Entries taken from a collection
BEGIN

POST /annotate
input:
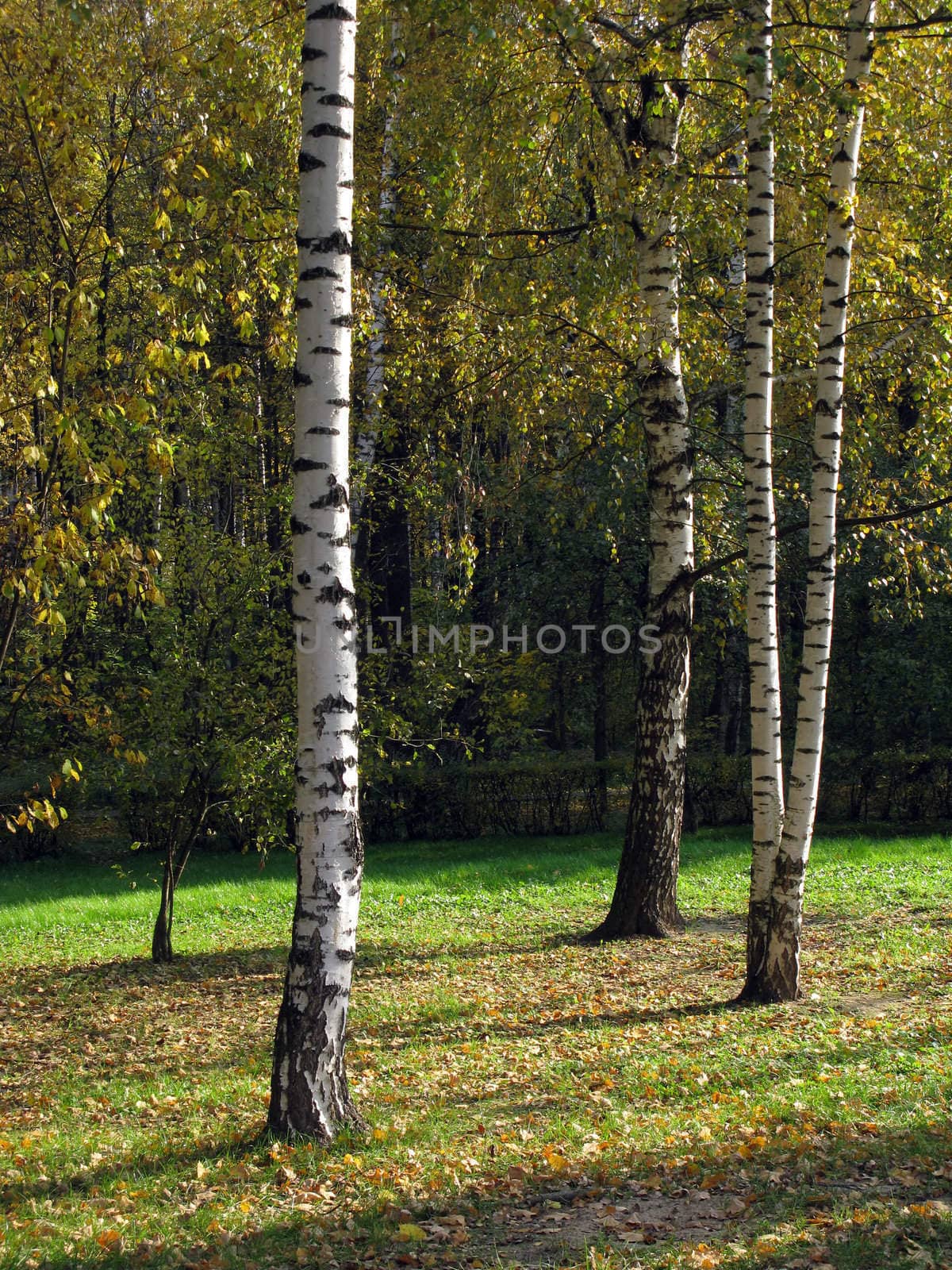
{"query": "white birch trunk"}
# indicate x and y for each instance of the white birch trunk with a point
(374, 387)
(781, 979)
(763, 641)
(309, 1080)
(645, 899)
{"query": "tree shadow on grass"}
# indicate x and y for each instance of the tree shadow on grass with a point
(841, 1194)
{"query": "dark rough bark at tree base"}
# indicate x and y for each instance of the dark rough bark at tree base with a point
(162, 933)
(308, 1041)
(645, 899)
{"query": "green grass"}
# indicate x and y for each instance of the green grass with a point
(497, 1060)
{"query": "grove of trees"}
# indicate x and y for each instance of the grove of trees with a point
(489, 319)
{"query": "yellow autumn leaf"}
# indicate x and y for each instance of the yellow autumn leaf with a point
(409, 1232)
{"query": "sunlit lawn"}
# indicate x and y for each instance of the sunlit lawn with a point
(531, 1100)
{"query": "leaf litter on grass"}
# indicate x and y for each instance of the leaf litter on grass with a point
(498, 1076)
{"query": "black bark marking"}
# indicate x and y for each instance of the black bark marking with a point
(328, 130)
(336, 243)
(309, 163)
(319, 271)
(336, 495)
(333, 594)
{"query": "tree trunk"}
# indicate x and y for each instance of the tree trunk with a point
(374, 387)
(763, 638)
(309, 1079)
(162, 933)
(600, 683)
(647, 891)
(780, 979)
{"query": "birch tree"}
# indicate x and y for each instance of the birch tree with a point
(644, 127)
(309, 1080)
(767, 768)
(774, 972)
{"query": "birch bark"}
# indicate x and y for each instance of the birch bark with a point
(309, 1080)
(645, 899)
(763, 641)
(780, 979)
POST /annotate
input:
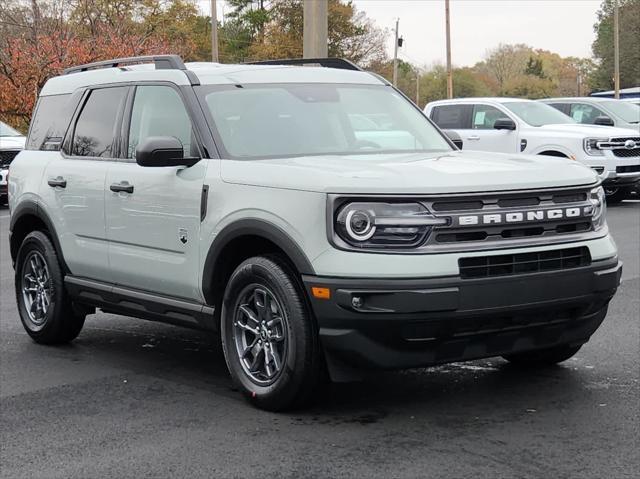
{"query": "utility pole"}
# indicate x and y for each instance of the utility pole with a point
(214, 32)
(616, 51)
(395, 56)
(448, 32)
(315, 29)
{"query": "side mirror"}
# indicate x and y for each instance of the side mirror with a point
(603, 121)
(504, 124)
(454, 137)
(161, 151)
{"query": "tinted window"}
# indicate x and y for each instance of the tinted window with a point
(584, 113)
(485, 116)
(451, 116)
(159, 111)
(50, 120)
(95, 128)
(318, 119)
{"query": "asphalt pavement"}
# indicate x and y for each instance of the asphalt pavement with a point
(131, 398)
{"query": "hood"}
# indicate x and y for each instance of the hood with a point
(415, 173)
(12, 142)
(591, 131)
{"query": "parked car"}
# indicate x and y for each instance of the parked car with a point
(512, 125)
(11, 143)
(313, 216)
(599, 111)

END

▶ Aim of the exercise: Give back exactly the lines running from the one that contains "# indicate x and y for each instance of the black" to the end of the records, including both of those lines and excluding every picture.

▶ Expected answer:
# indicate x and y for each instance of the black bark marking with a point
(328, 130)
(336, 243)
(309, 163)
(319, 271)
(336, 495)
(333, 594)
{"query": "tree trunk"}
# indicate x and y for each instance of the tree trunk with a point
(374, 387)
(763, 638)
(309, 1079)
(162, 933)
(600, 683)
(647, 891)
(780, 979)
{"query": "birch tree"}
# indicate x and y for each instance of the birch tree with a point
(644, 127)
(309, 1080)
(767, 768)
(774, 972)
{"query": "birch bark"}
# indicate x and y for each instance of the birch bark with a point
(309, 1080)
(645, 899)
(763, 641)
(780, 979)
POST /annotate
input:
{"query": "utility pole"}
# indicate x and y for each instance of the utility pole with a point
(214, 32)
(616, 51)
(395, 56)
(448, 32)
(315, 29)
{"query": "side mirror"}
# indicate x and y for each instance of the side mirror with a point
(603, 121)
(504, 124)
(454, 137)
(161, 151)
{"query": "tinted window"}
# indicate x and y for each instance of the tinted window with a point
(584, 113)
(485, 116)
(451, 116)
(159, 111)
(50, 120)
(95, 128)
(318, 119)
{"query": "asphalt pavement"}
# indicate x and y for each instance of the asphalt pavement with a point
(131, 398)
{"query": "hood"}
# indicate x and y for each instance of the hood with a point
(415, 173)
(12, 142)
(591, 131)
{"query": "parked car"}
# indicate x and y for each instance of the parked car with a point
(512, 125)
(11, 143)
(313, 216)
(599, 111)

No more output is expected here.